The use of PRACH (or RACH) channel in GPRS serves two purposes: 1) Being a ‘Random Access’ channel, it enables multiple user terminals to share the channel on a contention basis, 2) During the Idle State, which may last a very long period of time, the time & frequency synchronization between the UT and the Network may be coarse, in the sense that the differences between the reference time and reference frequency of the UT and the Network can be large compared to the values allowable for normal packet data transfer on a PDTCH. Thus PRACH (or RACH) is designed with a relatively large amount of ‘guard time’, so that timing differences will not cause interference to the other time multiplexed signals on the same carrier. The GPRS time slot is approximately 576 microseconds. The GPRS access burst provides approximately 252 microseconds of guard time while the GPRS normal burst provides approximately 30 microseconds of guard time. The additional guard time is at the expense of information content i.e. the guard time of the access burst is equivalent to 60 bits of information that the normal burst fully utilizes as packet data content. Similarly, the signals received on the PRACH (or RACH) channels is processed in a more complex manner, searching over a larger window of frequency and time deviation. Thus, typically, the PRACH (or RACH) channels require more complex processing than that applied to the normal bursts of the PDTCH or PACCH channels.
To maintain fine timing and frequency synchronization during long periods of data transfers, the GPRS standard provides an optional continuous timing advance procedure using the PTCCH channel to maintain synchronization between the user terminal and the network during the transfer state of packet data over the PDTCH. The continuous timing advance procedure maintains synchronization of up to 16 user terminals multiplexed on one PDTCH. The continuous timing procedure requires participating user terminals to send an access burst once every 1.92 seconds using the assigned timing advance slots on the uplink PTCCH channel. The network measures the timing offset and issues a timing advance message. The timing advance message includes a timing advance command for each of the terminals using the timing advance procedure, four times over the 1.92 second period on the downlink PTCCH channel.

[Object point labels]
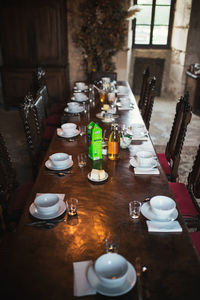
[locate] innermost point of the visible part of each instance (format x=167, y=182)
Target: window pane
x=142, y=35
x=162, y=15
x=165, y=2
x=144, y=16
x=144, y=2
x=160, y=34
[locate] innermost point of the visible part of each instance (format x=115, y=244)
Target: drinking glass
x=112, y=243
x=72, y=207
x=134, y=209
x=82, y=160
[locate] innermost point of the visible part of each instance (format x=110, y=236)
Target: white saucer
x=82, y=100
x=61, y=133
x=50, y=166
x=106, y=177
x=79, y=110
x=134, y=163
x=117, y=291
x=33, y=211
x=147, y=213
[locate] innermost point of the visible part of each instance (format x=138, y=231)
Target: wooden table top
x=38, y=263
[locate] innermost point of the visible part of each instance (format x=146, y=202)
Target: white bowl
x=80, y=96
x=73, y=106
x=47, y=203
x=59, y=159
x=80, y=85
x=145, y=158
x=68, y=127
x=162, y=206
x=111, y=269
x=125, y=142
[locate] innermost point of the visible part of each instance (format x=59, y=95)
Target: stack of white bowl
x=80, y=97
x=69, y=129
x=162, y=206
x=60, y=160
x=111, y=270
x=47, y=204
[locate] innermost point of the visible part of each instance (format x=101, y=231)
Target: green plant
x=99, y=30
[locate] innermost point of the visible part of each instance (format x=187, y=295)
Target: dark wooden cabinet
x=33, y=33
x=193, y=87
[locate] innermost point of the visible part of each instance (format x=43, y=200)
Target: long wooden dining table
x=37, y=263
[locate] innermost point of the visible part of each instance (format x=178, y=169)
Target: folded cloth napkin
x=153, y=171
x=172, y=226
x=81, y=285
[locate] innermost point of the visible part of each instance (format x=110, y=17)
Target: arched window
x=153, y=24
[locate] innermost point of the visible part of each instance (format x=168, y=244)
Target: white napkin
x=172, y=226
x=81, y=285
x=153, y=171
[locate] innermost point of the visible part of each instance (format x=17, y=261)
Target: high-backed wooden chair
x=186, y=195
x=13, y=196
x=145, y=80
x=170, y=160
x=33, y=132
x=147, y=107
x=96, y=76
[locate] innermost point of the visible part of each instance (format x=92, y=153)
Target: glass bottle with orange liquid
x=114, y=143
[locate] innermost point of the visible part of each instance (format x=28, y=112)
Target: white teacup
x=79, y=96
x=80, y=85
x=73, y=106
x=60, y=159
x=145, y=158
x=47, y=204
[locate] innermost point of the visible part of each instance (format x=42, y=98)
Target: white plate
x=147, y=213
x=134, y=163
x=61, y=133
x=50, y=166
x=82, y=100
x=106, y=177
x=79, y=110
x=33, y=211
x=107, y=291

...

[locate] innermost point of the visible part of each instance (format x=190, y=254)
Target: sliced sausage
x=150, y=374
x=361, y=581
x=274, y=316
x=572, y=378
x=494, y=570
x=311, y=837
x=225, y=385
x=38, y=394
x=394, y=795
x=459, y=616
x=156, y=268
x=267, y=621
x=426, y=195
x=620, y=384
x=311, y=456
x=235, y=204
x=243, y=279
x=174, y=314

* * *

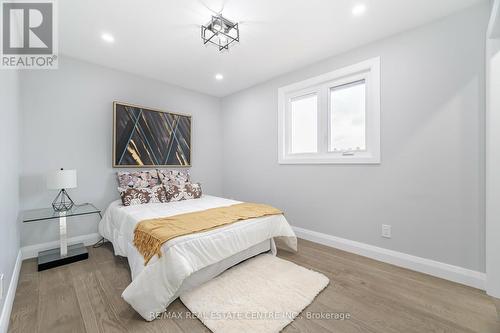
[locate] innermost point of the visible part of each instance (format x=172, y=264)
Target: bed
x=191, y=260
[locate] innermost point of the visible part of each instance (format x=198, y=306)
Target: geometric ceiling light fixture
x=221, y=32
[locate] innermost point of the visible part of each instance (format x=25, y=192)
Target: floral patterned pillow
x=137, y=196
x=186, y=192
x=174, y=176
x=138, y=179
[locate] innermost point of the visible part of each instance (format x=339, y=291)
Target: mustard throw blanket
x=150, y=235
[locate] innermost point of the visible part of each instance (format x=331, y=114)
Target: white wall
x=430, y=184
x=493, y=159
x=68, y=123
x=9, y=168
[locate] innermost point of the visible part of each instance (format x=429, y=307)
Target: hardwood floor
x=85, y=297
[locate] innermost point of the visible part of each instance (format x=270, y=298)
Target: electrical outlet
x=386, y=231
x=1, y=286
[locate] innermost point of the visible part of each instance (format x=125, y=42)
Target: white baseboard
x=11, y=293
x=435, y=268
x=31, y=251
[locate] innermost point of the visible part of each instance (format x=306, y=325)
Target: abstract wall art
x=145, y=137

> [WHAT IS EXPECTED] Extract the part of the GPRS passage starting with "To maintain fine" and going on through "downlink PTCCH channel.". Work only from the GPRS passage.

> [FINISHED ANSWER]
To maintain fine timing and frequency synchronization during long periods of data transfers, the GPRS standard provides an optional continuous timing advance procedure using the PTCCH channel to maintain synchronization between the user terminal and the network during the transfer state of packet data over the PDTCH. The continuous timing advance procedure maintains synchronization of up to 16 user terminals multiplexed on one PDTCH. The continuous timing procedure requires participating user terminals to send an access burst once every 1.92 seconds using the assigned timing advance slots on the uplink PTCCH channel. The network measures the timing offset and issues a timing advance message. The timing advance message includes a timing advance command for each of the terminals using the timing advance procedure, four times over the 1.92 second period on the downlink PTCCH channel.